• **TASK OBJECTIVE**
Pictures aside, repeat the listing below exactly.

§

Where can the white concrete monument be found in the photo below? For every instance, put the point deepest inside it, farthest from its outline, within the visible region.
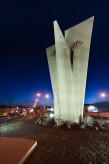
(68, 63)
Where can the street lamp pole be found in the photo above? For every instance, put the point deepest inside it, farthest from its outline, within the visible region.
(46, 97)
(38, 95)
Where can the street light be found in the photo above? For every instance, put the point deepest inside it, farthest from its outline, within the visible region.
(46, 97)
(38, 95)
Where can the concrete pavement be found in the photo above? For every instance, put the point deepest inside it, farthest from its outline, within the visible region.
(15, 150)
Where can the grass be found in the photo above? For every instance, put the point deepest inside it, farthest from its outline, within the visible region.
(60, 145)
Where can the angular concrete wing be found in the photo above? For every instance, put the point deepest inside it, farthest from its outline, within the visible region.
(81, 32)
(68, 63)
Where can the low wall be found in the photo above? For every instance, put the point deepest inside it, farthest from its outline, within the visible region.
(97, 114)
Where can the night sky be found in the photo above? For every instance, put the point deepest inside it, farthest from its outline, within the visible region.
(26, 30)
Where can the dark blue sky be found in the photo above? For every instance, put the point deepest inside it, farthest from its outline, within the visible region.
(26, 30)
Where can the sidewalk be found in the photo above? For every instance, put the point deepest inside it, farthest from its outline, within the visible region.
(15, 150)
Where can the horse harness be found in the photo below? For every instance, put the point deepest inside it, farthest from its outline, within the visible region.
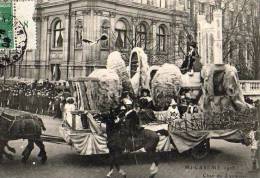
(13, 120)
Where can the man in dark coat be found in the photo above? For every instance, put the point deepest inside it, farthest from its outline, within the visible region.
(192, 56)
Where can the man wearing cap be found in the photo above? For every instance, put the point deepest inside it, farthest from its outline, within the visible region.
(174, 114)
(145, 99)
(187, 65)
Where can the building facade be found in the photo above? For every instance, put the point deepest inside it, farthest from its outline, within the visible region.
(154, 25)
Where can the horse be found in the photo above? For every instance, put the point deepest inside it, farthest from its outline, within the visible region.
(123, 134)
(21, 127)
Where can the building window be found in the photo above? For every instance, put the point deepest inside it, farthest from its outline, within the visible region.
(105, 30)
(240, 22)
(201, 8)
(161, 39)
(211, 10)
(232, 23)
(78, 33)
(58, 34)
(121, 32)
(141, 36)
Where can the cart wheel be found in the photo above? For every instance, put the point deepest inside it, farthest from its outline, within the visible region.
(201, 151)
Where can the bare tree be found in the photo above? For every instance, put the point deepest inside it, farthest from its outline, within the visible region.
(240, 35)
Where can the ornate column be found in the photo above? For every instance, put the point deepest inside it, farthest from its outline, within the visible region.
(86, 33)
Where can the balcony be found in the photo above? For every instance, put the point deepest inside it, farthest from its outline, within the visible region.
(250, 87)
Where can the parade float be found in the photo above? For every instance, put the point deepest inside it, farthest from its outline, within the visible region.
(223, 112)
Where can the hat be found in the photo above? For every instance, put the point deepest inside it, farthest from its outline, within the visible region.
(122, 108)
(193, 44)
(70, 100)
(173, 102)
(145, 91)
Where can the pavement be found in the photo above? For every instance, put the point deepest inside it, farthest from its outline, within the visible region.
(226, 160)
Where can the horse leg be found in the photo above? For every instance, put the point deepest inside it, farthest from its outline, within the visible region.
(150, 142)
(1, 150)
(27, 151)
(117, 157)
(7, 155)
(154, 167)
(114, 162)
(42, 152)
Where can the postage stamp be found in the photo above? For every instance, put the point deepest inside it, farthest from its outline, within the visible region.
(14, 15)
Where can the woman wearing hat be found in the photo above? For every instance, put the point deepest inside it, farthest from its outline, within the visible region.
(187, 65)
(68, 108)
(173, 113)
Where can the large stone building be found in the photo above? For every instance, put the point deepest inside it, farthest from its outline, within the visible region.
(154, 25)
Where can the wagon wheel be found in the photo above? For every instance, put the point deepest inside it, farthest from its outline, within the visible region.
(201, 151)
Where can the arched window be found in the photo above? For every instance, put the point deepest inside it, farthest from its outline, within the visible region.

§

• **OUTPUT FOR THIS TASK**
Where can the white concrete monument be found in the photo below? For every instance, put the point deepest inside it, farthest from its outline, within the visible region.
(68, 63)
Where can the street lamp pole be found in the photo above? For every instance, put the point deepest inside it, farthest from its outline, within the visible region.
(46, 97)
(38, 95)
Where can the street light be found in the photo above? For every instance, put the point deepest inside it, farthest from its outline, within the visible region.
(46, 97)
(38, 95)
Where can the concrete pavement be found in the photo above? For every instance, put the point deepest inside it, farthest from its outline, within the visible region.
(15, 150)
Where can the grass be found in the photo above? For every instance, put the point deepest inside it, farthest from its outline, within the visible region.
(60, 145)
Where can the angular concrete wing be found in the photo above? For every instance, put the point deepest inside it, farthest from its outline, within the visible region.
(81, 32)
(68, 63)
Where can the low wall be found in the photo above? For every instance, put the point deepest inside it, farthest from its outline, within the visible region.
(97, 114)
Where can the night sky be found in the photo above? For every instance, put the point deepest inside it, farthest from its outline, within the visible region.
(26, 30)
Where can the dark blue sky be found in the photo above? For every instance, put the point deepest inside it, farthest from its outline, within the visible region.
(26, 30)
Where can the sidewalk be found in the photo above? For every instance, put the point deepest inside it, farthest from its outline, within the visible region.
(15, 150)
Where can the horse harness be found in the photo below? For every instance, put the point deepest inside it, farthest from its outline, within the visible region.
(13, 120)
Where can the man in dark coat be found in the photo above? For every instance, put the point deepest inside it, farthest from its outline, within the visible region.
(192, 56)
Where can the man wearing cap be found in the photo above? For every instance, put the point deepest inside it, farthest from its outline, within the visible region.
(174, 114)
(145, 99)
(187, 65)
Where can the building facade be found in the photo above? For every instance, put the point deepest inside it, farthest from its outline, within the visible region.
(154, 25)
Where can the horse be found in the photo above? For every instance, put the point deepest inside it, farthest from its outline, within the visible region.
(123, 134)
(21, 127)
Where can the building window be found in the photo above? For every instance, put the point deepest inside it, farthest from its outline, within the visible region.
(105, 30)
(240, 22)
(201, 8)
(161, 39)
(211, 10)
(232, 23)
(78, 33)
(58, 34)
(121, 32)
(141, 36)
Where can the cart wheel be found in the photo above? For every instance, put the point deepest inside it, farthest from its outline, within the visible region.
(201, 151)
Where can the bare tree be found in the photo above? For every instance, put the point deepest inside it, farthest from its outline, within the visible region.
(240, 35)
Where can the ornate column be found in the photo above? For every instance, put the point deepest inside it, farthest from its outline, within the visible region.
(86, 33)
Where can the balcony be found in the photo above? For every instance, put the point deepest inside it, farthest from its outline, within the visible region.
(250, 87)
Where can the parade float be found in the photo above? For every instance, put the point deepest inside it, farthest from its outline, within the visible region.
(223, 112)
Where can the hat be found in the photo above? For every instance, put the point deepest inside it, farthest from its outline, within the visible region.
(122, 108)
(193, 44)
(70, 100)
(173, 102)
(145, 91)
Where can the pavement be found in the photo above? For every instance, put the point deepest inside it, farthest from its outline, within the visible region.
(226, 160)
Where can the horse leg be found in the photo above? For every instance, put the point deepest inside it, farthest from its outline, within the visible region.
(150, 142)
(1, 150)
(27, 151)
(117, 157)
(7, 155)
(154, 167)
(114, 162)
(42, 152)
Where can the postage stamp be found in the photo above? For every instance, put the point deepest inside it, farthest from its outline, within the visible region.
(14, 15)
Where can the woman wearing hat be found in the photo above? For every instance, put the point deepest inside it, farthest from its outline, within the visible region.
(187, 65)
(68, 108)
(173, 113)
Where can the large stone building be found in the photo above? For every instance, put the point deepest inside it, farthest from its outline, within the visible region.
(154, 25)
Where can the wagon wheel be found in the photo above? For every instance, put the point deepest inside it, farthest from its outline, within the visible region.
(201, 151)
Where can the arched window be found in the photo above? For every instance, put the point deepest inside it, farthest from its outline, within the visible region.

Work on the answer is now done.